Content starts
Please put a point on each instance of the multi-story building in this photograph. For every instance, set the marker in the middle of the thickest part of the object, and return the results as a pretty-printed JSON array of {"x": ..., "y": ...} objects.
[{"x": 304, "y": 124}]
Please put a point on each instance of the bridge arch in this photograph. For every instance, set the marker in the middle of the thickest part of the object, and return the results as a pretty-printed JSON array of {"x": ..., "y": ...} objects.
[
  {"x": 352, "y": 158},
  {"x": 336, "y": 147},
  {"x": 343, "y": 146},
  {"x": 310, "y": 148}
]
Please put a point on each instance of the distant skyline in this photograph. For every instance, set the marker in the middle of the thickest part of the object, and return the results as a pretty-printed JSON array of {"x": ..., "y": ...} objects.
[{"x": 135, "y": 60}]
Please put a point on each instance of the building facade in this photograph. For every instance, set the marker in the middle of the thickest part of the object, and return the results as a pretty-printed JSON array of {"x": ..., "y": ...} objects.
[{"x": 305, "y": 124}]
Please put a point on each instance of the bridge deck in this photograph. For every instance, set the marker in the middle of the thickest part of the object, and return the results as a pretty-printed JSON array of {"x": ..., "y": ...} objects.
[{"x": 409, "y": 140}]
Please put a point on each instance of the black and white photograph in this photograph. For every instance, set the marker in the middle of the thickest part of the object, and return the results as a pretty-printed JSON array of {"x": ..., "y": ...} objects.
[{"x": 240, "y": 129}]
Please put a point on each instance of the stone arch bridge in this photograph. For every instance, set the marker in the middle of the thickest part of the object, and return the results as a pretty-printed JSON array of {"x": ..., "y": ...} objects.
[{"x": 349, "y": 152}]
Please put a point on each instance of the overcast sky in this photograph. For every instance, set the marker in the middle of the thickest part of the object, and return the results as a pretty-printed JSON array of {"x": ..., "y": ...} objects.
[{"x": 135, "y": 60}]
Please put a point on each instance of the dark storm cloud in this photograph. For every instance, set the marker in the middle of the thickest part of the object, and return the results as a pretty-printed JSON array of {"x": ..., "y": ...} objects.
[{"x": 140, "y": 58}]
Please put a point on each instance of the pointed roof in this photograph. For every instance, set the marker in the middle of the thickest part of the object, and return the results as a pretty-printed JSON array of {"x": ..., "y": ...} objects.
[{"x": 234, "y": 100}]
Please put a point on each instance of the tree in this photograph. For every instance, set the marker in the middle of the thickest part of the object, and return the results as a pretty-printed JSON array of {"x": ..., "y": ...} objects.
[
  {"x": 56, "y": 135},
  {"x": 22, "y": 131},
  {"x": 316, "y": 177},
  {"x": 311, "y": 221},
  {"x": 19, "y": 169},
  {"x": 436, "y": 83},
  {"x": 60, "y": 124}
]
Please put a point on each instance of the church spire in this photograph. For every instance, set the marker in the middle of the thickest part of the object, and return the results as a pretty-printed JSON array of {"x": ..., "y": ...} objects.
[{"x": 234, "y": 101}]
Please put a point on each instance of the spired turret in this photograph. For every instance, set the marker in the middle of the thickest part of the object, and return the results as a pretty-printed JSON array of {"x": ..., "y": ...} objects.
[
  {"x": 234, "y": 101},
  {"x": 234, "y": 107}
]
Content ends
● Task prompt:
Transcribe every entry exactly as it reads.

● Task output:
Please put a point on each instance of the multi-story building in this photograph. For every instance, set the marker in the middle of the thickest part of the object, and return the results as a pretty-printed JSON array of {"x": ..., "y": ...} objects.
[{"x": 304, "y": 124}]
Please put a point on each instance of the bridge arch in this photograph. For every instance, set the marker in the middle of the thickest part of the object, and return the results as a pretty-printed JSON array of {"x": ..., "y": ...} objects.
[
  {"x": 352, "y": 158},
  {"x": 336, "y": 147},
  {"x": 343, "y": 146},
  {"x": 310, "y": 148}
]
Please put a point on each instance of the distant skyline in this photograph. For every instance, set the marker in the middle of the thickest part of the object, and return the results as a pretty-printed JSON array of {"x": ..., "y": ...} objects.
[{"x": 135, "y": 60}]
Please put a point on each instance of the building facade in this photograph. For every instance, set the marker in the middle of the thickest part of the object, and return the results as a pretty-printed JSON array of {"x": ..., "y": ...} objects.
[{"x": 305, "y": 124}]
Please put a point on each instance of the bridge deck in this photograph. For every instance, set the marker in the middle of the thickest part of the object, and return the results as a pretty-printed JSON array of {"x": ..., "y": ...} objects.
[{"x": 409, "y": 140}]
Please put a point on each instance of the black and white photograph in this photograph. For every instance, set the marker in the middle of the thickest part of the object, and return the results as a pretty-printed JSON array of {"x": ..., "y": ...} objects.
[{"x": 240, "y": 129}]
Please put a point on each instance of the stone arch bridge in this photograph. For every instance, set the marker in the middle of the thickest part of the object, and return the results as a pretty-printed JSON array of {"x": ..., "y": ...} objects.
[{"x": 349, "y": 152}]
Please put a point on each instance of the overcast sky in this photograph. For every instance, set the marker in the middle of the thickest part of the object, and return the results as a pretty-printed JSON array of {"x": ..., "y": ...} objects.
[{"x": 135, "y": 60}]
Please put a point on each instance of the dark storm cloud in this photograph. For every instance, set the marker in the middle of the thickest part of the object, and return the results as a pretty-printed JSON array of {"x": ..., "y": ...} objects.
[{"x": 140, "y": 58}]
Please put a point on each instance of the pointed roof in this photograph. For every instance, set the marker in the middle of the thickest part of the object, and return the results as a pretty-printed JSON array of {"x": ..., "y": ...} objects.
[{"x": 234, "y": 100}]
Please put a point on each instance of the tree in this photograph. For every instance, set the marker in the middle of the thickest part of the object, and return the results as a pretty-printed JSON array of {"x": ..., "y": ...} objects.
[
  {"x": 56, "y": 135},
  {"x": 22, "y": 131},
  {"x": 316, "y": 177},
  {"x": 311, "y": 221},
  {"x": 19, "y": 169},
  {"x": 436, "y": 83},
  {"x": 60, "y": 124}
]
Please put a point on each instance of the church spire in this photograph. For every instance, set the marker in the middle of the thickest part of the object, and return the results as a pretty-printed JSON array of {"x": ..., "y": ...} objects.
[{"x": 234, "y": 101}]
Please put a point on each instance of the spired turret in this photograph. For every instance, set the marker in the middle of the thickest part of the object, and return the results as a pretty-printed JSON array of {"x": ..., "y": ...} objects.
[
  {"x": 234, "y": 101},
  {"x": 234, "y": 107}
]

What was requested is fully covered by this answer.